DATA FOR ANALYSIS Block Start

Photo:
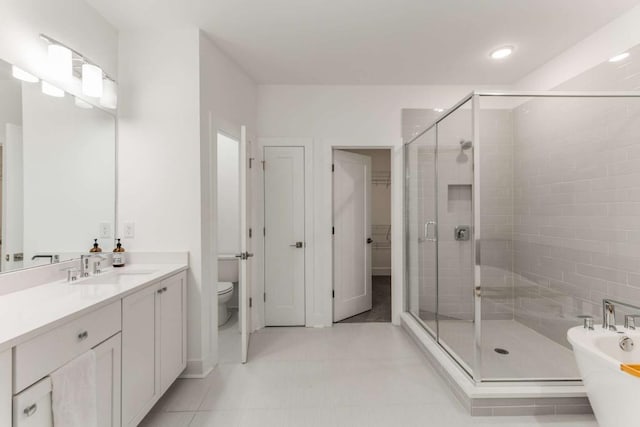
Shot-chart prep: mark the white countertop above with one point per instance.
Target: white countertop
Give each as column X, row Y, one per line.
column 30, row 312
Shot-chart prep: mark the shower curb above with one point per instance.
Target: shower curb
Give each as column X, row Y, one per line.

DATA FOR ANALYSIS Block End

Copy out the material above in full and exactly; its pictures are not to appear.

Photo:
Shot-chart prep: mark the white countertop above with one point per instance.
Target: white countertop
Give each as column X, row Y, one per line.
column 30, row 312
Shot-chart prep: mark the shower curb above with one point per instance.
Target: shower curb
Give each as column X, row Y, one per line.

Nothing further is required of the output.